• Short task: Each line from the one that holds "[locate] blurred green" to the end of the records is to be retyped exactly. Pictures are not part of the copy.

[Source records]
>>

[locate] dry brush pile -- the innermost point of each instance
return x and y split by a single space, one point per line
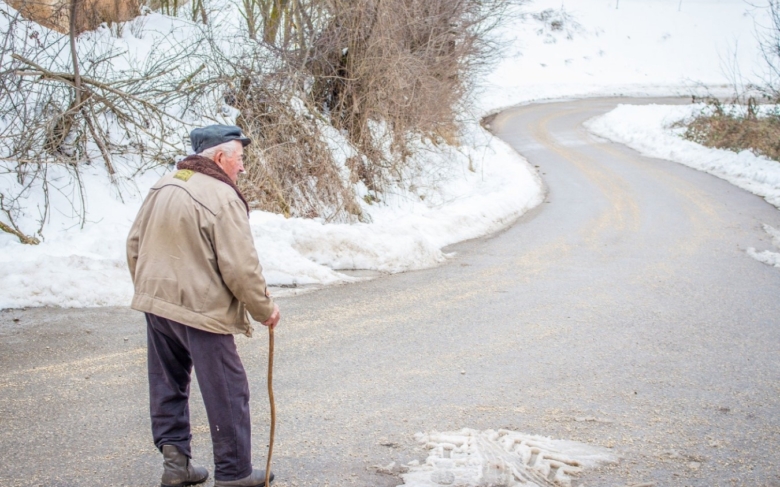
380 75
744 124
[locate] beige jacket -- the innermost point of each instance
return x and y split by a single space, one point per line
192 257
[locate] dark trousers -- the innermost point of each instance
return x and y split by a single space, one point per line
173 349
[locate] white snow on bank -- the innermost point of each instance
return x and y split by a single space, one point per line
642 48
79 268
648 129
507 458
767 256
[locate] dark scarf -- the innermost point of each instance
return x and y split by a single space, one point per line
208 167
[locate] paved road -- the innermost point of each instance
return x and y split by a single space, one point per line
622 312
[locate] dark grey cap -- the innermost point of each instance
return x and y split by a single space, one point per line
213 135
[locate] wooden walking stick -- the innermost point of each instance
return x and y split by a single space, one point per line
273 404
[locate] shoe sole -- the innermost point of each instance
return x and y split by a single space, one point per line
184 484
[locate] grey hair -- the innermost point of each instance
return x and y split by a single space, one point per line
228 148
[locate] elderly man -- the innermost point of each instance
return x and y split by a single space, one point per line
196 275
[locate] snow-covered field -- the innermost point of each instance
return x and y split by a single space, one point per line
581 48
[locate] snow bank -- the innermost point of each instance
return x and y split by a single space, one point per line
507 458
644 48
767 256
80 268
648 129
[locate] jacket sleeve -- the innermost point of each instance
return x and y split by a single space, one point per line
132 246
237 260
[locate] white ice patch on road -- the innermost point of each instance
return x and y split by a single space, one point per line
648 129
502 458
767 256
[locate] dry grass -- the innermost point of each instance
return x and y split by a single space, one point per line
737 130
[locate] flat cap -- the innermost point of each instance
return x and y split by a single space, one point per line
213 135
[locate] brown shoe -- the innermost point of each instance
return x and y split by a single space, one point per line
178 470
255 479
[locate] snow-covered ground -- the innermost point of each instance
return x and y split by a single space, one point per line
581 48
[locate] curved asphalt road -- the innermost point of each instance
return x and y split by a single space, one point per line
622 312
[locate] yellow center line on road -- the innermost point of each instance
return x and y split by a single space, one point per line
623 213
698 206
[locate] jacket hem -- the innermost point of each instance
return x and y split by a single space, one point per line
149 304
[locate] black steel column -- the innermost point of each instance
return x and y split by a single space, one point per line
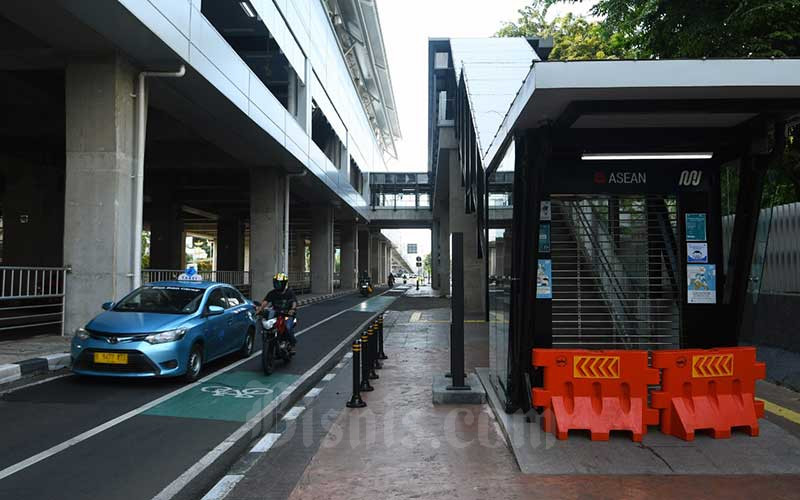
457 307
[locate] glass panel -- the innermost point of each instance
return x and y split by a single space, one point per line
500 244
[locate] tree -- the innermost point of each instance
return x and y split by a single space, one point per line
648 29
574 37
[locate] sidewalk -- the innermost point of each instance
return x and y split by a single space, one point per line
402 446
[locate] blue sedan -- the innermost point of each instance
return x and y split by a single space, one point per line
166 329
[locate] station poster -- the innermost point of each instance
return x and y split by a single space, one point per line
545 211
544 237
701 282
696 227
544 279
697 253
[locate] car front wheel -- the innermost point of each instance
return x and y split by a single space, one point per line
194 364
247 347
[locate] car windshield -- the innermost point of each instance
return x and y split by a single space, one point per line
162 299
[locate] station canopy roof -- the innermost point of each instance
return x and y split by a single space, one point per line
493 69
697 94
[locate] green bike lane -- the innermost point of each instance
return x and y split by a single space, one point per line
140 456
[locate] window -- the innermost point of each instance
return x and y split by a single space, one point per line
250 38
325 137
217 298
162 299
233 297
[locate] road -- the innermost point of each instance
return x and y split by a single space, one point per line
77 437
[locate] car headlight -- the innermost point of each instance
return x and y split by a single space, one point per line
168 336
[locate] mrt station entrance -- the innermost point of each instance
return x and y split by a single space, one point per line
623 250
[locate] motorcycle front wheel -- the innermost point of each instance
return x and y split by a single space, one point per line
268 357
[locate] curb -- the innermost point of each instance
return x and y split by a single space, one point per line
312 300
12 372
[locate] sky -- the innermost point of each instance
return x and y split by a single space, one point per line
407 25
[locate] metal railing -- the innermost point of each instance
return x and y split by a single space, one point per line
782 260
32 300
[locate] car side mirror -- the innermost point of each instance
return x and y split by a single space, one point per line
214 311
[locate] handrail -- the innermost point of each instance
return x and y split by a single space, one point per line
617 302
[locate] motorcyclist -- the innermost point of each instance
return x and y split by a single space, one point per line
283 301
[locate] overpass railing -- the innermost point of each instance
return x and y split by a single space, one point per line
32 300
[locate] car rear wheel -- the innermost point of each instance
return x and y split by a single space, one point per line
249 341
194 364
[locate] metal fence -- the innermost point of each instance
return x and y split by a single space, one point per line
782 260
32 300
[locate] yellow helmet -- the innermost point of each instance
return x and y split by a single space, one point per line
280 281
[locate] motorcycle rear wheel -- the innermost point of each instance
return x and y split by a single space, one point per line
268 357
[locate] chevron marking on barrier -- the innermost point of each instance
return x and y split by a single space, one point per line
712 365
596 367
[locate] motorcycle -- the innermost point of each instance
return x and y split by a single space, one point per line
365 287
275 341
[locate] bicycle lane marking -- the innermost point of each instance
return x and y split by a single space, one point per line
53 450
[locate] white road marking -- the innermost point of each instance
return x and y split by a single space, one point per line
313 392
13 469
265 443
294 413
223 487
192 472
38 382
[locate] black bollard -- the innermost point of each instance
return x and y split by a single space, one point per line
381 354
372 353
355 399
365 385
375 346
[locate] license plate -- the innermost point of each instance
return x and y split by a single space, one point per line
111 358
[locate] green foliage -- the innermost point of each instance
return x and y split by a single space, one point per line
648 29
574 37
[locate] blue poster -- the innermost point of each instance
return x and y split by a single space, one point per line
696 227
544 279
544 238
697 253
701 282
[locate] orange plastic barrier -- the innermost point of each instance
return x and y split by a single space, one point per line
598 391
708 390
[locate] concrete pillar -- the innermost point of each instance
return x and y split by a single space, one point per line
322 250
474 270
98 213
443 254
349 256
297 257
434 258
374 258
267 205
363 252
167 242
230 244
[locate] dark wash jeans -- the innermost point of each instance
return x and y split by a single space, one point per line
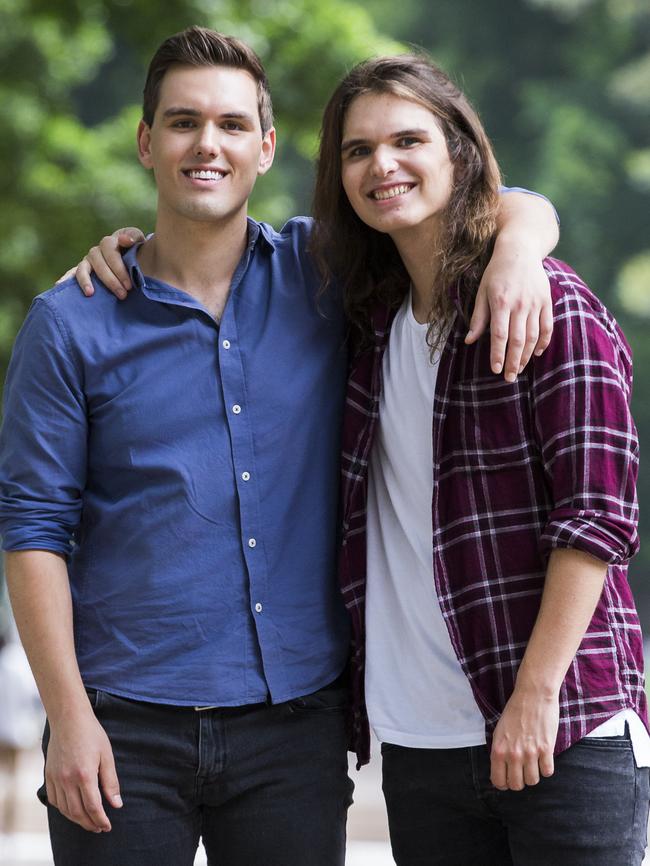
443 810
262 786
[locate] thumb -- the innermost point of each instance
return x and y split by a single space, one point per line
108 780
128 236
480 318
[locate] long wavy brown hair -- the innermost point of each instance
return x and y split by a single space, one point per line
365 262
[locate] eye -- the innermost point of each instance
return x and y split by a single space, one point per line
359 150
407 141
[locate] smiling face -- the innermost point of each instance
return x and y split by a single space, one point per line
395 165
205 145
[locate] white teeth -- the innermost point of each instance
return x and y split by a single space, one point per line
380 194
205 175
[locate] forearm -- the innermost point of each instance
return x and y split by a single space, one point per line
39 590
526 225
573 586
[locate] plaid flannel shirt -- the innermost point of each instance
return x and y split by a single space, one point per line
549 461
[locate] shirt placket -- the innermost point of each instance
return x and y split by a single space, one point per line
240 426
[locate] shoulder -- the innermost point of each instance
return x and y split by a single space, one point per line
70 308
583 326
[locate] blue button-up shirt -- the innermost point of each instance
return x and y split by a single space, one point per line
188 470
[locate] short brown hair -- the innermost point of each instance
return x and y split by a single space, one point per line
198 46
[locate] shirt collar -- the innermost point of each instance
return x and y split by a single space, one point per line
257 233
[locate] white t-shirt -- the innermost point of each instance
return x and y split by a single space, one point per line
416 691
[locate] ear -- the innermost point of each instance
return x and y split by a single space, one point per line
144 144
268 152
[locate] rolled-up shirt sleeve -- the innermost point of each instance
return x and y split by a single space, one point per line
43 442
581 390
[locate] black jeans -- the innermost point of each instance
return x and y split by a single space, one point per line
443 810
260 785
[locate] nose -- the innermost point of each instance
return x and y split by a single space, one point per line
207 144
383 162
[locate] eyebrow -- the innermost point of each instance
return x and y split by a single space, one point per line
179 110
355 142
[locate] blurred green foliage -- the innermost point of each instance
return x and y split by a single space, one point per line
563 87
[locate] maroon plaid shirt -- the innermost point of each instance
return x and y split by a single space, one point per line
519 469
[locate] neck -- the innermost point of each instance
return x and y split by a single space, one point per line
420 252
198 257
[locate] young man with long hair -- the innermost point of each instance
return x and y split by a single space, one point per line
486 524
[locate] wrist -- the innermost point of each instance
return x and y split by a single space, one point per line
544 685
73 708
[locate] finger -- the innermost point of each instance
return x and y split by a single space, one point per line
546 763
498 775
82 274
128 236
515 773
66 276
76 811
516 343
545 328
480 318
499 327
531 769
532 335
51 794
108 780
102 268
111 251
93 809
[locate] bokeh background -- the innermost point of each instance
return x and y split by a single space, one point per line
563 87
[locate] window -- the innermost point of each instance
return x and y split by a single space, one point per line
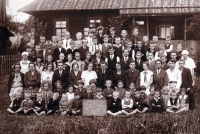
165 30
61 26
93 23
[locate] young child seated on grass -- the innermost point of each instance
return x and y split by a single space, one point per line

<<

• Complete output:
[locate] blurred green foliage -- the innermost point of each instance
return x and y split by a single space, one point per line
563 87
[locate] maroon plaid shirt -- the innermost point of each instance
return x and y split by a single space, one point per line
519 469
[locate] neck -- the innermost point of each instance
return x and y split by a single space, one point per line
420 252
198 257
[locate] young man with long hair -- the innermost point of each instance
return x and y split by a single space, one point per line
486 524
[locate] wrist -- the innermost point of each instance
return x and y split by a single space, one point per line
544 685
73 708
[locate] finger -- the innermost point of each instance
return x and y split by a single space, one point per line
546 763
498 775
82 274
128 236
515 773
66 276
76 811
516 343
545 328
480 318
499 327
531 769
532 335
51 794
108 780
102 268
111 251
93 809
[locate] bokeh background -- the innermost point of each instance
return x and y split by a single space, one point per line
563 87
[locate] window -- the innermost point of each instance
return x and y split by a single space, one point per line
165 30
61 26
93 23
[locate] young child seated on grass -- the innermost point of each instance
return x and y split by a single space, one point per line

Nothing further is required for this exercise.